§ **Instrução 1**: Reproduza sem nenhuma alteração o trecho do texto sobre o prazo das interceptações que começa nas palavras "2.Eis a redação" e para depois de "cessar a permanência.".
§ **Instrução 2**: Conte as linhas das entradas em que aparece a palavra "white", diferenciando maiúsculas de minúsculas, e responda apenas com o número.

§ **Texto fornecido**:
↓

1.Segundo o StPO alemão, a interceptação poderá durar, no máximo, 3 meses; sendo admissível uma prorrogação de, no máximo, mais 3 meses, desde que perdurem as condições estabelecidas no § 100-a (§ 100-b, n.2).

Segundo a Ley de Enjuiciamento Criminal espanhola, a interceptação poderá ser decretada pelo prazo de 3 meses, prorrogáveis por iguais períodos (art. 579, n.3). Bom lembrar, todavia, que o Tribunal Constitucional Espanhol já se manifestou a respeito, em 2003, observando “la insuficiencia de su regulación sobre el plazo máximo de duración de las intervenciones, puesto que no existe un límite de las prorrógas que se pueden acordar” (sentencia del Tribunal Constitucional 184/2003, de 23 octubre, Fj5).[4]


Na Itália, o período de interceptação não pode superar 15 dias, mas pode ser prorrogado motivadamente pelo juiz por períodos sucessivos de 15 dias (art. 267, n. 3, CPP).

2.Eis a redação proposta no Anteprojeto Ada:

“Art. 9º. O juiz fixará a duração das operações até o prazo de 15 dias, renovável por igual período, desde que continuem presentes os pressupostos autorizadores da medida.

§ 1º. Após a primeira renovação, as demais, por igual período, dependerão da verificação da excepcionalidade do caso concreto, baseada na apresentação ao juiz competente de relatório circunstanciado a respeito do resultado das operações já desenvolvidas, não podendo, contudo, o prazo máximo das operações técnicas exceder a 60 dias, exceto quando se tratar de investigação relativa a crime permanente, enquanto não cessar a permanência.

§ 2º. Para cada prorrogação, será necessária nova ordem judicial, devidamente motivada, observado o disposto no artigo 6o.” (grifei).

3. Para os crimes permanentes, todavia, a interceptação não terá prazo, como sucederá, por exemplo, para investigação do crime de lavagem de capitais, acaso se decida pela ausência de um catálogo de crimes nos quais a interceptação é autorizada ou, existindo tal catálogo, a lavagem de capitais esteja entre eles.

4.O prazo máximo de um ano parece excessivo. Das legislações analisadas que estabelecem um prazo, nenhuma permite monitoramento tão longo. A Corte Européia de Direitos Humanos e o Tribunal Constitucional espanhol entendem que deve ser estabelecido em lei um prazo determinado para o monitoramento, pena de violação da reserva legal em matéria penal e de proteção de direitos fundamentais.

5.Nessa conformidade, é de se observar que o Projeto de Lei nº 1.258 de 1995, ora em trâmite na Câmara dos Deputados sob a relatoria do Deputado Francisco Tenório é mais garantista. Seu artigo 5º, cuja redação referendamos, tem a seguinte expressão: “A decisão será fundamentada, sob pena de nulidade, indicando também a forma de execução da diligência, que não poderá exceder o prazo de trinta dias, renovável uma única vez por igual período, quando comprovada a indispensabilidade do meio de prova”.

↑

§ **Dados**:

↓

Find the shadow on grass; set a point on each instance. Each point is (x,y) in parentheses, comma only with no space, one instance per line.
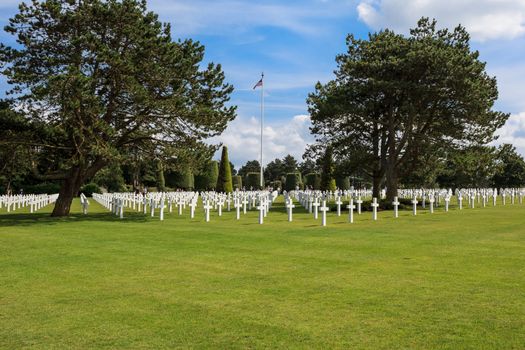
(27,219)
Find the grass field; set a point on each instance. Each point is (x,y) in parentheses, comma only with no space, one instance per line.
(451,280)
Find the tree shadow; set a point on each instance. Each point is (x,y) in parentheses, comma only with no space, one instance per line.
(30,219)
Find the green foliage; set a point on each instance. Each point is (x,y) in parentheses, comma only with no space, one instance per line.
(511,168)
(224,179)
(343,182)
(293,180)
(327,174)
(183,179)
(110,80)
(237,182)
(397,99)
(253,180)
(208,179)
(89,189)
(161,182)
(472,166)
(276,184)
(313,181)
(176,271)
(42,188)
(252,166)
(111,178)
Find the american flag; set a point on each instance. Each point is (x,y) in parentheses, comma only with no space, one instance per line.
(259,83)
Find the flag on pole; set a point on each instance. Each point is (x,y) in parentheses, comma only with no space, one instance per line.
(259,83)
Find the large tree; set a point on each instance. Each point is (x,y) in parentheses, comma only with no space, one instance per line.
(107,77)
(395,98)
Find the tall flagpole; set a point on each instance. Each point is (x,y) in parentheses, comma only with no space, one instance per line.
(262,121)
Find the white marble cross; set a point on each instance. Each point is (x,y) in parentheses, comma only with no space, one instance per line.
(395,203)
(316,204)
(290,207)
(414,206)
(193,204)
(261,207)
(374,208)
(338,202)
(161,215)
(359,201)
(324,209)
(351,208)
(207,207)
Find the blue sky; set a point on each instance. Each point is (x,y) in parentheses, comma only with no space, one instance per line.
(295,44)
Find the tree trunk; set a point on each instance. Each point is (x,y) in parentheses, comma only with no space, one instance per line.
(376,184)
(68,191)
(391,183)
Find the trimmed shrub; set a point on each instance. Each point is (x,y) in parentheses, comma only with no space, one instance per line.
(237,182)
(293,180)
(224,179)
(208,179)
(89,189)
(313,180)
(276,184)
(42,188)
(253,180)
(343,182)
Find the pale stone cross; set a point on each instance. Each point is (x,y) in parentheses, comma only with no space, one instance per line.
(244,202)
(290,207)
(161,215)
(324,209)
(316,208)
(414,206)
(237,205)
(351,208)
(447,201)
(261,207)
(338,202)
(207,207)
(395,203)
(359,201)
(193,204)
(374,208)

↑
↓

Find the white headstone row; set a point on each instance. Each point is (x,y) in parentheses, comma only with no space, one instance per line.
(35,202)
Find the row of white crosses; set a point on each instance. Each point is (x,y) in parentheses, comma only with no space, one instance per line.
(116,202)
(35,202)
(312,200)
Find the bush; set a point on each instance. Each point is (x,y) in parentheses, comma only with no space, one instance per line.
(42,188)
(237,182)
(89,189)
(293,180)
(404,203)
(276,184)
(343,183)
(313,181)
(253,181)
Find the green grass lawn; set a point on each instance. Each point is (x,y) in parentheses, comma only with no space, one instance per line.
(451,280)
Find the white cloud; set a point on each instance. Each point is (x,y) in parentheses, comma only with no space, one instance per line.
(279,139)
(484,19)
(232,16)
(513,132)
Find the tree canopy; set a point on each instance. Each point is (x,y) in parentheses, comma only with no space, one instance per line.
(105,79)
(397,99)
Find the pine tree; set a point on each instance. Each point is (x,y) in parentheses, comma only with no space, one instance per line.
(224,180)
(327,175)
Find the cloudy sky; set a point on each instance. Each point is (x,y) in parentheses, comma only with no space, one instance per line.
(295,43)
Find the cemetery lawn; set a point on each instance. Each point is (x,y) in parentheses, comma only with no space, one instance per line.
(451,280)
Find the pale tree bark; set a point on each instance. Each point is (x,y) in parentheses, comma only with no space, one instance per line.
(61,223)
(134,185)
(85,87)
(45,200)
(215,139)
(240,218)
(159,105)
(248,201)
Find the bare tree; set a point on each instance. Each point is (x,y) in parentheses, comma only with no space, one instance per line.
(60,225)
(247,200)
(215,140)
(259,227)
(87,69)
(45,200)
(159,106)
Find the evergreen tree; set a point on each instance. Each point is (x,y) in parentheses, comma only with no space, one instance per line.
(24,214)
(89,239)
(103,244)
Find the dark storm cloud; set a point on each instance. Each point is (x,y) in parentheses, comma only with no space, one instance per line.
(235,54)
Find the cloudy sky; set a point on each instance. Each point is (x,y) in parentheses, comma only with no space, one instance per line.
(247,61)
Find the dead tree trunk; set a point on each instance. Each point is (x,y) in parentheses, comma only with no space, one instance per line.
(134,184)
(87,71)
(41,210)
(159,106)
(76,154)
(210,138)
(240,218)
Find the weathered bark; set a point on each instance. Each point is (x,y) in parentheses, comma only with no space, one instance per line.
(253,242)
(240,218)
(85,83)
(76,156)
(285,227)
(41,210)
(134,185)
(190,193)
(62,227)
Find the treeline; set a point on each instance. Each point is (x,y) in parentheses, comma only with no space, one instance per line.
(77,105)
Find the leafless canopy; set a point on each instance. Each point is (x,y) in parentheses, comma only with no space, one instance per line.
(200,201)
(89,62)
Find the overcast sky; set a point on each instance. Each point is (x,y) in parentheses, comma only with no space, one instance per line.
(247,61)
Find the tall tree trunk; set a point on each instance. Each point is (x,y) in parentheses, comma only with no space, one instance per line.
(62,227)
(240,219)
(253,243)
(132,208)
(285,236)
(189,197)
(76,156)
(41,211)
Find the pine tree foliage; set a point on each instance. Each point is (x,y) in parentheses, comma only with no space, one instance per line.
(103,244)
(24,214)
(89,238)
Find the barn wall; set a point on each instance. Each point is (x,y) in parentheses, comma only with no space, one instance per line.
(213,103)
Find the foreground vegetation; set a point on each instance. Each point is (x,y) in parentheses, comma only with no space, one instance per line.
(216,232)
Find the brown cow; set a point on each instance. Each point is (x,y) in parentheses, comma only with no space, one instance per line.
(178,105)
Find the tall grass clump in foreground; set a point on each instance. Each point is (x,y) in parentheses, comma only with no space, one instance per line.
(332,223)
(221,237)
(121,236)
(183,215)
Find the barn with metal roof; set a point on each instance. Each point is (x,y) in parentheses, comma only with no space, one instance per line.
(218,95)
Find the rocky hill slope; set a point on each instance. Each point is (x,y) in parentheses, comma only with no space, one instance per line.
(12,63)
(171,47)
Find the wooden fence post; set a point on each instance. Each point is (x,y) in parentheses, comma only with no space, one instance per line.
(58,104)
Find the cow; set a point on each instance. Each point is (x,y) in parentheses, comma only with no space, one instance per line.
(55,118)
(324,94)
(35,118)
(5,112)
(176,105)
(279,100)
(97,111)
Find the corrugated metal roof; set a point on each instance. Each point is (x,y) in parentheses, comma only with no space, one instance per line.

↑
↓

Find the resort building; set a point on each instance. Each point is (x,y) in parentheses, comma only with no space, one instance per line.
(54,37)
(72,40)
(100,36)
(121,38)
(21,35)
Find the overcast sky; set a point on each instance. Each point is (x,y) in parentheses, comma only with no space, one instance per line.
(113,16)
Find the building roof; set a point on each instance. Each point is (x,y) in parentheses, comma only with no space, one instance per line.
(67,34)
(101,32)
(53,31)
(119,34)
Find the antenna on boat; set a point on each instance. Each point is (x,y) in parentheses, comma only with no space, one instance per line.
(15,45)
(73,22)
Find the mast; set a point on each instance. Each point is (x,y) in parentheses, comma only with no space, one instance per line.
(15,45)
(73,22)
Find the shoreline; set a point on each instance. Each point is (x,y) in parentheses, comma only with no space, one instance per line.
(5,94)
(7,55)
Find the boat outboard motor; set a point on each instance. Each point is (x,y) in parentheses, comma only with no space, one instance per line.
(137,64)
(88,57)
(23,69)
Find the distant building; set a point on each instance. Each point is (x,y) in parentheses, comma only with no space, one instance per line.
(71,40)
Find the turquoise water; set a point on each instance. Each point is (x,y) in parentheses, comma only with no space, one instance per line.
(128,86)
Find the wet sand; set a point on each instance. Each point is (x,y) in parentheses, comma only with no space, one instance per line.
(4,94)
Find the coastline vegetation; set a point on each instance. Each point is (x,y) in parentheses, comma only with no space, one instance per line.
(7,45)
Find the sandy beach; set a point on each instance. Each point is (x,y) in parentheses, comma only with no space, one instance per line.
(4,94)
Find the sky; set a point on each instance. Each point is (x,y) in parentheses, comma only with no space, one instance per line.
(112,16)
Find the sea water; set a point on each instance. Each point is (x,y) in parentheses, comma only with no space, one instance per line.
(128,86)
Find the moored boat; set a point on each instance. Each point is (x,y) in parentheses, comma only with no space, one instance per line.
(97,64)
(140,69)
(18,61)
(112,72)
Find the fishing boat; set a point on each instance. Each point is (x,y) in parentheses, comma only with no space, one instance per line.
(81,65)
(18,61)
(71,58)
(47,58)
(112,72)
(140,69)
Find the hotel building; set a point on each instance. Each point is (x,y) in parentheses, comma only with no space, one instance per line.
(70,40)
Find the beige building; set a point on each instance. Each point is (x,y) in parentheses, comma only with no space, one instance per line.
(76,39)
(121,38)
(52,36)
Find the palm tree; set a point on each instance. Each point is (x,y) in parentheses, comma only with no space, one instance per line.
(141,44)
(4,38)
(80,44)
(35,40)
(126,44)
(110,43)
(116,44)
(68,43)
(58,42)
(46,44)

↑

§ **Resposta 1**:
2.Eis a redação proposta no Anteprojeto Ada:

“Art. 9º. O juiz fixará a duração das operações até o prazo de 15 dias, renovável por igual período, desde que continuem presentes os pressupostos autorizadores da medida.

§ 1º. Após a primeira renovação, as demais, por igual período, dependerão da verificação da excepcionalidade do caso concreto, baseada na apresentação ao juiz competente de relatório circunstanciado a respeito do resultado das operações já desenvolvidas, não podendo, contudo, o prazo máximo das operações técnicas exceder a 60 dias, exceto quando se tratar de investigação relativa a crime permanente, enquanto não cessar a permanência.

§ **Resposta 2**: 4